= Problem statement =
Please set down every record exactly as it appears below.

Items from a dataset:
Segment Open

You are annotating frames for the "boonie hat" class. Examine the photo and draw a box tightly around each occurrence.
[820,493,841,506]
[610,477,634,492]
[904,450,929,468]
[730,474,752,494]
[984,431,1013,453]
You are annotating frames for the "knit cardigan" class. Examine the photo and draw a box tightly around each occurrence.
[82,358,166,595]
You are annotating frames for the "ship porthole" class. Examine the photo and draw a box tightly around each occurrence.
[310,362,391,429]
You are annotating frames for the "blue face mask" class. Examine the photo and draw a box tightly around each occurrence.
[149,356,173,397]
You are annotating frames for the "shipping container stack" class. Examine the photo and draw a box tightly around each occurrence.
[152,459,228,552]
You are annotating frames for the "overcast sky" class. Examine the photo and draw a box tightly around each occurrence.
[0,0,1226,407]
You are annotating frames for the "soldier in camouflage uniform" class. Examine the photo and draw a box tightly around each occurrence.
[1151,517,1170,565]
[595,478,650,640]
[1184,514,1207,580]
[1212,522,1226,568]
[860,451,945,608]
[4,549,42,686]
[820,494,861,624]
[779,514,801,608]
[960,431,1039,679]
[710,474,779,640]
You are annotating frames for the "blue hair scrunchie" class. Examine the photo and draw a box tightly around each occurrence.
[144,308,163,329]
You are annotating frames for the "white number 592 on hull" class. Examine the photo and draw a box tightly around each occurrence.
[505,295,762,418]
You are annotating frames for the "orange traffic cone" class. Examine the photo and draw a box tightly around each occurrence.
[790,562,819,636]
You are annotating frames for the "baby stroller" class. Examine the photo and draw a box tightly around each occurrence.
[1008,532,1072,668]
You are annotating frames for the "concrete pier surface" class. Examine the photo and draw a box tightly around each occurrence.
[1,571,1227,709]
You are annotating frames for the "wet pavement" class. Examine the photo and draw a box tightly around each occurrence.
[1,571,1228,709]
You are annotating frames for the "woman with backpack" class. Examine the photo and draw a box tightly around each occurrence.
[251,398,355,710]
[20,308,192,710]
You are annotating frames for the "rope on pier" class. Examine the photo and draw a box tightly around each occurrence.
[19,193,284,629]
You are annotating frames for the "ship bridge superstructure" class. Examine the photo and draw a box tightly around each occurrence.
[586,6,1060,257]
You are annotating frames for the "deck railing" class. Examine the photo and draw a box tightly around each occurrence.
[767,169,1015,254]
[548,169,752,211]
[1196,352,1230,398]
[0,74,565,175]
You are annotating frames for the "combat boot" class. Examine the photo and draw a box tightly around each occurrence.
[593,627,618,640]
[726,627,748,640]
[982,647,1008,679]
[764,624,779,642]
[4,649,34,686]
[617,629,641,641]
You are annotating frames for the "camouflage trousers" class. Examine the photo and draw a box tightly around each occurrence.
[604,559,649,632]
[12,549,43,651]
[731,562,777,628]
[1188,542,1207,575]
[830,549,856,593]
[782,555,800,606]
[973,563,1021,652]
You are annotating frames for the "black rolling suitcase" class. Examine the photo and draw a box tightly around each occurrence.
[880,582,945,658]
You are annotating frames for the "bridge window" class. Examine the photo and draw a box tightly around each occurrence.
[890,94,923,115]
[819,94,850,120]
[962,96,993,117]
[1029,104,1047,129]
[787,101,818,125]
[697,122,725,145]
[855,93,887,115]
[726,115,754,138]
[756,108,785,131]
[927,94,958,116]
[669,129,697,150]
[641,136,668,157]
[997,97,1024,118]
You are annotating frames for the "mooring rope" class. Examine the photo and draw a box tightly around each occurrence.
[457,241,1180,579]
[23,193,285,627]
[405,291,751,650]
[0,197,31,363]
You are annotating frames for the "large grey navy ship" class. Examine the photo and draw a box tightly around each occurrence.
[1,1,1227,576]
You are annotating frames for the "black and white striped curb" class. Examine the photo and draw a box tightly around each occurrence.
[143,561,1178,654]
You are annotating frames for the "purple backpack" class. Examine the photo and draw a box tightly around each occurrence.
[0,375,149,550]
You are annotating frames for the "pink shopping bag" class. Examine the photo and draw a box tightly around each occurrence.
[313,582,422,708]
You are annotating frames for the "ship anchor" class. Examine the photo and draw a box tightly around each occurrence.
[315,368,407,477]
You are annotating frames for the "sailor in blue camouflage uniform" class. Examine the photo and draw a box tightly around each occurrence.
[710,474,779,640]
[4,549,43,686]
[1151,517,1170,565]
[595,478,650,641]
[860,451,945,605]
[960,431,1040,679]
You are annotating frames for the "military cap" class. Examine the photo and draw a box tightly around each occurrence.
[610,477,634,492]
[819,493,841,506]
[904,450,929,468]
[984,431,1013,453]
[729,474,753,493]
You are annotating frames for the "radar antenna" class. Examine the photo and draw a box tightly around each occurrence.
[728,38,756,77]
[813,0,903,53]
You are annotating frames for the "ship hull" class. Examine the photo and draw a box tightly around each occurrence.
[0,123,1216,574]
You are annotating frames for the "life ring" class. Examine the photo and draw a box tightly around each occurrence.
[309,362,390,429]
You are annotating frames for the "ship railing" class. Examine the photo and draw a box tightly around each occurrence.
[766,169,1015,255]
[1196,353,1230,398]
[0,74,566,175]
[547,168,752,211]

Segment Closed

= Solved exercise =
You are annotating frames for the "boonie hat" class. Examine the photo and draw a box tightly around each occurrence.
[820,493,841,506]
[610,477,634,492]
[904,450,929,468]
[730,474,752,494]
[984,431,1013,453]
You are annotating frames for the "knit cardigan" class. Examine the photo and draw a box tightly around each occurrence.
[82,358,166,595]
You are annotating frames for the "ship porthole" class. Examine the photo and draw a box tightly around each occurrence.
[310,362,391,429]
You are annotating frames for the "blue face mask" class. Examine the photo and draw a box tightly around each occurrence.
[149,356,173,397]
You are annotating frames for the "shipping container stack" class. Examine the photo and draw a box tightly around each occurrence.
[152,459,228,552]
You are annotating frames for the "overcast sky" class. Examine the photo and draw a box tightly around each occurrence.
[0,0,1226,407]
You are annotating frames for the "soldier in camouflage uniform" class. Examine the photo and draw a box tightly around each occurrence.
[1151,517,1170,565]
[595,478,650,640]
[1184,514,1207,580]
[1212,522,1226,568]
[860,451,945,608]
[4,549,42,686]
[820,494,861,624]
[779,514,801,608]
[960,431,1039,679]
[710,474,779,640]
You are annotating frames for the "blue hair scrunchie" class. Examine the photo and draw a box tightly around each occurrence.
[144,308,163,329]
You are annotating frames for the "white number 592 on hull" class. Examine the photo and draw a box tightly around each occurrence.
[505,295,762,418]
You are annotating frames for the "orange traffic cone" class. Examine the photo and draw a box tightly around each occurrence.
[790,562,819,636]
You are annotating frames for the "baby stroller" class. Examine the photo and draw a box tightly around each occurrence.
[1008,532,1072,668]
You are annotating frames for the "concrete pier surface" class. Examine the photo and draw a box tightly around each occurrence.
[1,571,1227,709]
You are annotating frames for the "wet pavement" class. Examine the photo and draw a box tightly around each occurrence.
[1,571,1228,709]
You are annotating frames for the "woman with backpack" class. Examine the photo and draw a box tightly around each occurrence.
[251,398,355,710]
[20,308,192,710]
You are annotating frames for the "rope on pier" class. Examine the photo and draw a box tightly around each occurrence.
[19,193,284,629]
You are annotating frames for the "ship bridge superstructure" class. Examine the photo and draw a box tightly around each occurrence.
[586,6,1060,257]
You are annotating frames for the "deck railing" class. Examine the photo and draw a box tightly around each occurrence.
[767,169,1015,254]
[548,169,752,211]
[1196,352,1230,398]
[0,74,565,175]
You are annotating frames for the "combat boot" class. Examine the photo and draw a box tightly around each occurrence.
[593,627,618,640]
[726,627,748,640]
[982,647,1008,679]
[764,624,779,642]
[4,649,34,686]
[617,629,641,641]
You are annotating frames for the "camouflage trousers" class. Examine the photo and draw a box tightly around each occurrence.
[604,559,649,632]
[12,549,43,651]
[731,562,777,628]
[1188,542,1207,575]
[830,549,856,593]
[782,555,800,606]
[973,563,1021,652]
You are annotating frames for the "black rolling suitcase" class. Examine the photo and draw a box tightly around each occurrence.
[880,582,945,658]
You are annotating frames for the "bridge window" class. Examine the photo and draw a box tightly around each occurrence.
[890,94,923,115]
[819,94,850,120]
[962,96,993,117]
[1029,104,1047,129]
[787,101,818,125]
[697,122,725,145]
[855,93,887,115]
[726,115,754,138]
[756,108,785,131]
[927,94,958,116]
[669,129,697,150]
[641,136,668,157]
[997,97,1024,118]
You are annotating frames for the "mooring rope" class. Examine the photo and draw a box tightly around each occurrence.
[457,241,1180,579]
[23,193,285,627]
[405,291,751,650]
[0,197,31,363]
You are annotating frames for the "large grey navy ship" class. Examine the photo and draw a box tightly around each occurrence.
[1,1,1227,576]
You are annotating frames for the "black and white striped curb" class. Examine the photo and draw a box tightly around each occurrence.
[143,561,1178,654]
You are annotating frames for the "purple backpack" class. Examine the photo and draw a box tightly around each occurrence.
[0,375,149,550]
You are annotating frames for the "pink shopping bag" class. Examine the photo and draw a box tightly around each occurrence.
[313,582,422,708]
You are annotating frames for the "ship anchor" class. Examine the photo and draw a box tightly around each occurrence.
[315,368,407,477]
You are annotating frames for the "sailor in blue camouflage uniform" class. Examine the photo and draw a box tightly around each occurrence.
[710,474,779,640]
[4,549,43,686]
[1151,517,1170,565]
[595,478,650,641]
[860,451,945,605]
[960,431,1040,679]
You are annotating frames for the "military cap" class. Examine the photo and draw a box tightly around each occurrence.
[610,477,634,492]
[819,493,841,506]
[904,450,929,468]
[984,431,1013,453]
[729,474,753,493]
You are annotating frames for the "radar antenna" class. Examine the photo and draw a box tightly around each occurrence.
[728,38,756,77]
[813,0,903,53]
You are annotating frames for the "ship hull" class. Examine the photo and draw a box tightly around each occurrence.
[0,123,1216,574]
You are annotating frames for the "life ring" class. Examine the photo and draw a box tightly around each occurrence.
[309,362,390,429]
You are annotating frames for the "ship railing" class. Examine the photo and draw a box tightly around each occurrence.
[766,169,1015,255]
[1196,353,1230,398]
[0,74,566,175]
[547,168,752,211]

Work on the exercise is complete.